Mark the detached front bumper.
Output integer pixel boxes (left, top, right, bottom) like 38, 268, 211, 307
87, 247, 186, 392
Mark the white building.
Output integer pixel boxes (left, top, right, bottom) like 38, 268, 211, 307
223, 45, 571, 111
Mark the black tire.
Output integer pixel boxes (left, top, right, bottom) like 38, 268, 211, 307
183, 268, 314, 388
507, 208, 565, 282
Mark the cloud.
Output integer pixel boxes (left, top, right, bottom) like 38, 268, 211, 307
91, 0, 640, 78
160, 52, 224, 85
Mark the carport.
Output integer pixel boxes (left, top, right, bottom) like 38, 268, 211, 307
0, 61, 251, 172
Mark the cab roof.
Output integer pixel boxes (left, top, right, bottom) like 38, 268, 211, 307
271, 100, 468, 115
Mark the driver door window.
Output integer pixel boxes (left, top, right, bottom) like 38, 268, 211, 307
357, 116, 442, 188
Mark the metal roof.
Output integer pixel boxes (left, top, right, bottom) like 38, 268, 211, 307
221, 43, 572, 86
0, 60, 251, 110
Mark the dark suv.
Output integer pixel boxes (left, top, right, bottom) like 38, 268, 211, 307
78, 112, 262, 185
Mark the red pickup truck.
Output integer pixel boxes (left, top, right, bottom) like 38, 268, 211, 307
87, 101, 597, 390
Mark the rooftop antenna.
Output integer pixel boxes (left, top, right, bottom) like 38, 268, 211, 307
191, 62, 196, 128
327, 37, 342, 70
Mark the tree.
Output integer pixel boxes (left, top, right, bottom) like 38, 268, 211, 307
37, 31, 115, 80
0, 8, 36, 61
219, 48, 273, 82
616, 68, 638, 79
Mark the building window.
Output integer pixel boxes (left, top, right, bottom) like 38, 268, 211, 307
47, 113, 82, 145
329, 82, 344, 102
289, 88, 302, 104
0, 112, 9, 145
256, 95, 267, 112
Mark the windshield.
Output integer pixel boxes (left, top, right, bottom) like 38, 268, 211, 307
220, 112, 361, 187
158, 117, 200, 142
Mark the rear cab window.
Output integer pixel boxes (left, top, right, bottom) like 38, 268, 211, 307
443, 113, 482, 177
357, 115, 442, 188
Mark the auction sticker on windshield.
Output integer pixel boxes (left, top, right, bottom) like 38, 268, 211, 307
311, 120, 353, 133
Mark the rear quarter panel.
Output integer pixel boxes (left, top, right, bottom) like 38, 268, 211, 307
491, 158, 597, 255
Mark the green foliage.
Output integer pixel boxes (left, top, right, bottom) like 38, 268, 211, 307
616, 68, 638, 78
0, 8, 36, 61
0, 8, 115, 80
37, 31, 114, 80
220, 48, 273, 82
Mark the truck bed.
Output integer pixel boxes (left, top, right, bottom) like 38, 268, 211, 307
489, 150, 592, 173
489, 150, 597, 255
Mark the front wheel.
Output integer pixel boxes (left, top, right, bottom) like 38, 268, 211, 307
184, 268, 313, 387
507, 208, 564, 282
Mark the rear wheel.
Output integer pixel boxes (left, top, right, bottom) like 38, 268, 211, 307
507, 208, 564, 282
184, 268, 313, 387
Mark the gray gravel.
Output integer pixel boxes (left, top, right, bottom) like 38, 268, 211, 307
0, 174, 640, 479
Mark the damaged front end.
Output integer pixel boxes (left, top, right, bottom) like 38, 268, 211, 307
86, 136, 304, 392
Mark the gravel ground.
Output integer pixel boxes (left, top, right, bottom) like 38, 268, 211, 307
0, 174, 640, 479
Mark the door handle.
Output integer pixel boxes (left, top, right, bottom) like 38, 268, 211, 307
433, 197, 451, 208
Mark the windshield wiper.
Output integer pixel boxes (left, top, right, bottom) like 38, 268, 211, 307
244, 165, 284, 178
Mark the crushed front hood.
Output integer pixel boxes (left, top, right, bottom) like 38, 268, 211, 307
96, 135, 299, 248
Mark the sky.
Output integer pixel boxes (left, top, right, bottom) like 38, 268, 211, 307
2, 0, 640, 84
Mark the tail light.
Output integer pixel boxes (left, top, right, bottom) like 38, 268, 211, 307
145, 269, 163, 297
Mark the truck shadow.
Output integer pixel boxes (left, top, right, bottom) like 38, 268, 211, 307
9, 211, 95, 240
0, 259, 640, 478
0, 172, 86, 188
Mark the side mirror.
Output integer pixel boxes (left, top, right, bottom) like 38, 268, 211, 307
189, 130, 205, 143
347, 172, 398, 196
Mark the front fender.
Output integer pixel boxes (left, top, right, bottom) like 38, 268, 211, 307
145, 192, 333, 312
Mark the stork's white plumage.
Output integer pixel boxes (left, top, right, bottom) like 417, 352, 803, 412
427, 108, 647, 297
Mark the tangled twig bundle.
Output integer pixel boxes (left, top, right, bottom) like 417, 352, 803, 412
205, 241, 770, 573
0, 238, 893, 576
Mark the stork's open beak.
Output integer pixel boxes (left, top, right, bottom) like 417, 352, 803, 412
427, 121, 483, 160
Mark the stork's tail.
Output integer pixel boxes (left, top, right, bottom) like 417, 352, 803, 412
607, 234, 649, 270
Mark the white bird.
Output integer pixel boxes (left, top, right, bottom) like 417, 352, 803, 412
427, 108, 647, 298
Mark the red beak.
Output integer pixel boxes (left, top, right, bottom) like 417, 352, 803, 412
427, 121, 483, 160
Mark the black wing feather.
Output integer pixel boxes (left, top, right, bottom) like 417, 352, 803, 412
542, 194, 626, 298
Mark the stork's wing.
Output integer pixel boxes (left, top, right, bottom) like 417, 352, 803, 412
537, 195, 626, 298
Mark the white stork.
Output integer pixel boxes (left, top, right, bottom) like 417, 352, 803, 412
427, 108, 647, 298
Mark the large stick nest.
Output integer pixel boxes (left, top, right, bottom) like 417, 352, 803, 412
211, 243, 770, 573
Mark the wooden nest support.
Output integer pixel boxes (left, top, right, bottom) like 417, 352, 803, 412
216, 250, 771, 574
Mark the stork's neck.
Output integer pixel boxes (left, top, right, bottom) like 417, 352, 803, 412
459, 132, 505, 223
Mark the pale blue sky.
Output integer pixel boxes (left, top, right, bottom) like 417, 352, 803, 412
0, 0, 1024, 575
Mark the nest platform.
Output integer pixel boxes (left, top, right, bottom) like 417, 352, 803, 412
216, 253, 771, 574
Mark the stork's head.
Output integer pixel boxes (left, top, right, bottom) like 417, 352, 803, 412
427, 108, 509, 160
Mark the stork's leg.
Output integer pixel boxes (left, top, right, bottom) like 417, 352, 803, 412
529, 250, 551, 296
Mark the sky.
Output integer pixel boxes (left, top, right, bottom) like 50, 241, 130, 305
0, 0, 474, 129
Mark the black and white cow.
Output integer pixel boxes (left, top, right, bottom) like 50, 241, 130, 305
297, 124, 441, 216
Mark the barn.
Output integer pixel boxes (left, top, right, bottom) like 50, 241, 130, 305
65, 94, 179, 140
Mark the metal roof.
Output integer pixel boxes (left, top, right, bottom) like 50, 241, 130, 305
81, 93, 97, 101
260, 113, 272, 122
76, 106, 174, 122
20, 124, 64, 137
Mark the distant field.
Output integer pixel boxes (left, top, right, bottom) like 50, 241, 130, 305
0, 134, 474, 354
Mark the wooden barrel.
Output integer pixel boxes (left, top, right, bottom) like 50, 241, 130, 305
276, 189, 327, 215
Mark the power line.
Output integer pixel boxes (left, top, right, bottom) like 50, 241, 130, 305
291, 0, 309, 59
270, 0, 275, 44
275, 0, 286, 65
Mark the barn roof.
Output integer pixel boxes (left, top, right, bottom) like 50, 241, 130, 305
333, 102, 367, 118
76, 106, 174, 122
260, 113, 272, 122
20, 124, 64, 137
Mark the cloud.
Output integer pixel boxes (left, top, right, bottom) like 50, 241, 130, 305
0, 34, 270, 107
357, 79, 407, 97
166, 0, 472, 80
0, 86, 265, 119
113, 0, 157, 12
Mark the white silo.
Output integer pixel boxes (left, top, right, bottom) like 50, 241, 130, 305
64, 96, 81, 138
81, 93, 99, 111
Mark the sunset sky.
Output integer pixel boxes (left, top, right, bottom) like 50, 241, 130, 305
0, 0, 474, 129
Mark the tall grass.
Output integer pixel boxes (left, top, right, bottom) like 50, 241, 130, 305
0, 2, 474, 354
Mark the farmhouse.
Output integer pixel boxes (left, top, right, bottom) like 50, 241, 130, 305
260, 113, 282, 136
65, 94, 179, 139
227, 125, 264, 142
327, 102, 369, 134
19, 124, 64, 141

|---|

Directions for this task:
Put everything from the line containing "Mark the distant field." down to the line containing "113, 0, 157, 12" into a Markdown table with the columns No. and Text. Give each line its own row, numbered in order, and leave out blank lines.

Result for this task:
| No. | Text |
|---|---|
| 1 | Mark the distant field. |
| 2 | Output integer pixel boxes (left, top, right, bottom) like 50, 241, 130, 305 |
| 3 | 0, 134, 474, 354 |
| 4 | Mark the wooden barrel. |
| 5 | Output integer pixel boxes (left, top, right, bottom) like 50, 241, 130, 305 |
| 6 | 276, 189, 327, 215 |
| 7 | Mark the power line. |
| 8 | Output integer pixel boxes (left, top, right, bottom) like 50, 241, 130, 305 |
| 9 | 291, 0, 309, 59 |
| 10 | 270, 0, 275, 44 |
| 11 | 275, 0, 286, 65 |
| 12 | Mark the barn roof. |
| 13 | Output integer pixel boxes (left, top, right, bottom) like 50, 241, 130, 305 |
| 14 | 333, 102, 367, 118 |
| 15 | 76, 106, 174, 122 |
| 16 | 260, 113, 272, 122 |
| 17 | 20, 124, 64, 137 |
| 18 | Mark the cloud. |
| 19 | Output integer pixel boxes (left, top, right, bottom) like 50, 241, 130, 305 |
| 20 | 0, 34, 270, 107 |
| 21 | 357, 79, 407, 97 |
| 22 | 166, 0, 472, 80 |
| 23 | 0, 86, 265, 119 |
| 24 | 113, 0, 157, 12 |